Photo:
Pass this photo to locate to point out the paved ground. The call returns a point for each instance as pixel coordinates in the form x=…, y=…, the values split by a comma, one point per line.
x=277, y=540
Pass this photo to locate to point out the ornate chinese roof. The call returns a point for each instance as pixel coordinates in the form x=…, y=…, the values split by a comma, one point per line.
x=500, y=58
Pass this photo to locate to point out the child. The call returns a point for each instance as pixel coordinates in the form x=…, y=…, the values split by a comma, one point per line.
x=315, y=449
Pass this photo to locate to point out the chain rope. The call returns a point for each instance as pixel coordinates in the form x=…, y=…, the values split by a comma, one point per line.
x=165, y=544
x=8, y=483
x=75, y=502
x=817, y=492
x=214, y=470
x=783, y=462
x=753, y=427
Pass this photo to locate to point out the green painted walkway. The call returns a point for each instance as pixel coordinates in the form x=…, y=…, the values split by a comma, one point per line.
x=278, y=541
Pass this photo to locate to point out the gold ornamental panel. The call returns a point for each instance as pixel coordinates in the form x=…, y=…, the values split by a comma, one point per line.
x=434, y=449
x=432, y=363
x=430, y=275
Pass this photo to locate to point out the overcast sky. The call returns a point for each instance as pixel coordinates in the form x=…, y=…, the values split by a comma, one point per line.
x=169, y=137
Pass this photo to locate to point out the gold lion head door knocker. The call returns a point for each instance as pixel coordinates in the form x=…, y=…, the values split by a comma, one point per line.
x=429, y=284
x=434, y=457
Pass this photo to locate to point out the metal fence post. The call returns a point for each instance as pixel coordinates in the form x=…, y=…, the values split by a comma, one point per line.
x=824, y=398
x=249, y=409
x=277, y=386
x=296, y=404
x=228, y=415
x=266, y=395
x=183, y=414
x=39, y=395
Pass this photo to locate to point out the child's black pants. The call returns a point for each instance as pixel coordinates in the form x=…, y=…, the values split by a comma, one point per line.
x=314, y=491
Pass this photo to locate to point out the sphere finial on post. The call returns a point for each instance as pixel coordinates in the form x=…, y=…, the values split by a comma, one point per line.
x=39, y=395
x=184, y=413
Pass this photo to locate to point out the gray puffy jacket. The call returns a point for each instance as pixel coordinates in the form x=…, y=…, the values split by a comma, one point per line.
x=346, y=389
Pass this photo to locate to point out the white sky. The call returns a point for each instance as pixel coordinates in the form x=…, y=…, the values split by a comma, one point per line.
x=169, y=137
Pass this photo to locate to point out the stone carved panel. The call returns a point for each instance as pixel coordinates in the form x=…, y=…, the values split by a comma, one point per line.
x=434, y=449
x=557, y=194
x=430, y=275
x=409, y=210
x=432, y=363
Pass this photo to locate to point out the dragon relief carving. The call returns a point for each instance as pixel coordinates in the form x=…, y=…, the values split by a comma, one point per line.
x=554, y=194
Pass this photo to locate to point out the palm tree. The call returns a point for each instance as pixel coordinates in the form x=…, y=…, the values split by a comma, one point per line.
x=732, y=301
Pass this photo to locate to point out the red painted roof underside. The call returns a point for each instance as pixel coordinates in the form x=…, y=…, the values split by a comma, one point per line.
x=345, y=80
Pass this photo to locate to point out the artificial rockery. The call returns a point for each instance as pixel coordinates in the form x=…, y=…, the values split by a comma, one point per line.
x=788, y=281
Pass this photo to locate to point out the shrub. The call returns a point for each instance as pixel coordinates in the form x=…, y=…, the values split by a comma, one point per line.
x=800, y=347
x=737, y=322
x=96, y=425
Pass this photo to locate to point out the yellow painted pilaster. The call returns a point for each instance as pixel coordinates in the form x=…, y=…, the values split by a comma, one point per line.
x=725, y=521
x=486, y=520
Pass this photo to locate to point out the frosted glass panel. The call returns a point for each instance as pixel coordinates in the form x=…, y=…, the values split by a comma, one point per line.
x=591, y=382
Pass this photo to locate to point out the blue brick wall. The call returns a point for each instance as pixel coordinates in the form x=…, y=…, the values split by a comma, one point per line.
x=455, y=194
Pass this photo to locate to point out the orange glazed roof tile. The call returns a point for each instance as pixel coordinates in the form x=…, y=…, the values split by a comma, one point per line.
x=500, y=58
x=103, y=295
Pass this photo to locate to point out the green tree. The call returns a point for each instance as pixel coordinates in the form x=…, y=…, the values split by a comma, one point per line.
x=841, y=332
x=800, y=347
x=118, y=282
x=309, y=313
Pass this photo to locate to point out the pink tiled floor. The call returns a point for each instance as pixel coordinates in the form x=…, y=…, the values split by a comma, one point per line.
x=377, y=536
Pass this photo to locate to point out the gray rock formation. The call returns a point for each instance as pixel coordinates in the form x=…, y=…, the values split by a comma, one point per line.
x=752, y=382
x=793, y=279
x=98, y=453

———

Exactly reproduce every line of the records.

Photo:
Pass this photo to locate to point out the paved ground. The call returns a point for each instance as pixel coordinates in the form x=…, y=…, the values split by a comma, one point per line.
x=277, y=540
Pass this photo to locate to point out the ornate chinese roof. The call returns a point for each instance as pixel coordinates in the form x=…, y=…, the values split by a comma, one point per line.
x=500, y=58
Pass this photo to locate to point out the child. The call returns a point for each instance as pixel coordinates in the form x=…, y=…, the values split by a comma, one point per line.
x=315, y=449
Pass this photo to locate to point out the chain rope. The call returns a point for each instance as pixel coordinates in the form x=…, y=…, the values split by a comma, one point per line.
x=165, y=544
x=8, y=483
x=75, y=502
x=817, y=492
x=214, y=470
x=783, y=462
x=753, y=427
Pass this photo to locate to point out the green painted walkway. The call returns a point for each instance as pixel coordinates in the form x=…, y=…, the values split by a comma, one point per line.
x=278, y=541
Pass this photo to locate to point out the gold ornamental panel. The call returns a point for each instance as pixel coordinates in the form x=…, y=…, the values split by a comma, one point per line.
x=434, y=449
x=432, y=363
x=430, y=275
Pass this photo to locate to point out the overcast sky. The call returns a point for each instance as pixel coordinates in the form x=…, y=…, the values split by a comma, one point per line.
x=169, y=137
Pass this photo to locate to point out the gold lion head door knocker. The call returns a point for each instance as pixel coordinates in the form x=…, y=…, the values split by a comma, one point per line.
x=429, y=284
x=434, y=457
Pass this photo to locate to point out the metal fence post. The call returns a point for each instance as pixel coordinates in the form x=…, y=…, the values split by a comma, one point per line.
x=824, y=398
x=249, y=409
x=277, y=386
x=296, y=404
x=228, y=415
x=266, y=395
x=183, y=414
x=39, y=395
Pass this photo to locate to point out the child's black pants. The call returns a point for each instance as pixel coordinates in the form x=…, y=…, the values split by a comma, one point per line.
x=314, y=491
Pass this photo to locate to point out the sphere finial on post. The call returns a point for each instance as pixel coordinates in the form x=…, y=…, the values split by a comma, one point per line.
x=39, y=395
x=184, y=413
Pass this photo to locate to point out the gray puffy jacket. The call returns a point for each instance as pixel coordinates in the form x=…, y=…, the values split by a comma, one point per line.
x=346, y=389
Pass this photo to locate to point out the white sky. The call returns a point for each instance as pixel coordinates in the form x=…, y=…, the values split by a comma, one point per line.
x=169, y=137
Pass this photo to locate to point out the stone carved panel. The call returns a point for each instance as pixel coordinates in the form x=…, y=…, the values split by a comma, one point per line.
x=434, y=449
x=557, y=194
x=430, y=275
x=409, y=210
x=432, y=363
Pass this photo to locate to point out the dragon relief carving. The call returns a point for each instance as pixel coordinates in the form x=…, y=…, the values split by a comma, one point per line.
x=554, y=194
Pass this photo to locate to point out the palm tree. The call returns a point for each instance as pixel coordinates in the form x=…, y=…, the values split by a comma, one point per line.
x=732, y=301
Pass this photo to locate to point out the red painted roof underside. The call returns a point for each instance as pixel coordinates in the form x=…, y=…, the values split by a comma, one point per line.
x=345, y=80
Pass this photo to locate to point out the artificial rockery. The call returns a point for each instance as pixel coordinates in the form x=…, y=…, the values split by a comma, one point per line.
x=788, y=281
Pass this photo to locate to point out the shrub. The call returns a point for each instance as pixel coordinates in the form x=…, y=…, the values split by a comma, one point per line.
x=800, y=347
x=737, y=322
x=96, y=425
Pass this photo to locate to point out the yellow painted pilaster. The call returns a point for each instance as pixel coordinates in the form x=…, y=…, the values split by a comma, one point per line.
x=725, y=521
x=486, y=520
Pass this photo to locate to point out the frosted glass panel. The call returns a point for each instance as pixel coordinates in the form x=…, y=…, the values split by a comma, one point per line.
x=591, y=382
Pass this photo to locate to point out the blue brick wall. The call returns a point for each instance as pixel coordinates in the form x=…, y=…, the values split by a comma, one point per line.
x=455, y=194
Pass this photo to locate to point out the orange glazed roof tile. The call returns a point for each instance as pixel coordinates in the form x=…, y=…, the values split by a comma, one point per line.
x=500, y=58
x=103, y=295
Pass this photo to locate to point out the green tree. The call returns a point for each instance as pixel coordinates in the form x=…, y=…, the values split by a comma, one point per line.
x=841, y=332
x=800, y=347
x=118, y=282
x=309, y=313
Pass this photo to locate to point out the pink tiled floor. The call returns a point for each instance as pixel coordinates in the form x=…, y=…, the values split by a comma, one point per line.
x=377, y=536
Pass this photo to locate to point out the gray rock formation. The call returns a point for each instance as pixel coordinates in the form x=…, y=…, the values split by a comma, one point per line.
x=752, y=382
x=793, y=279
x=98, y=453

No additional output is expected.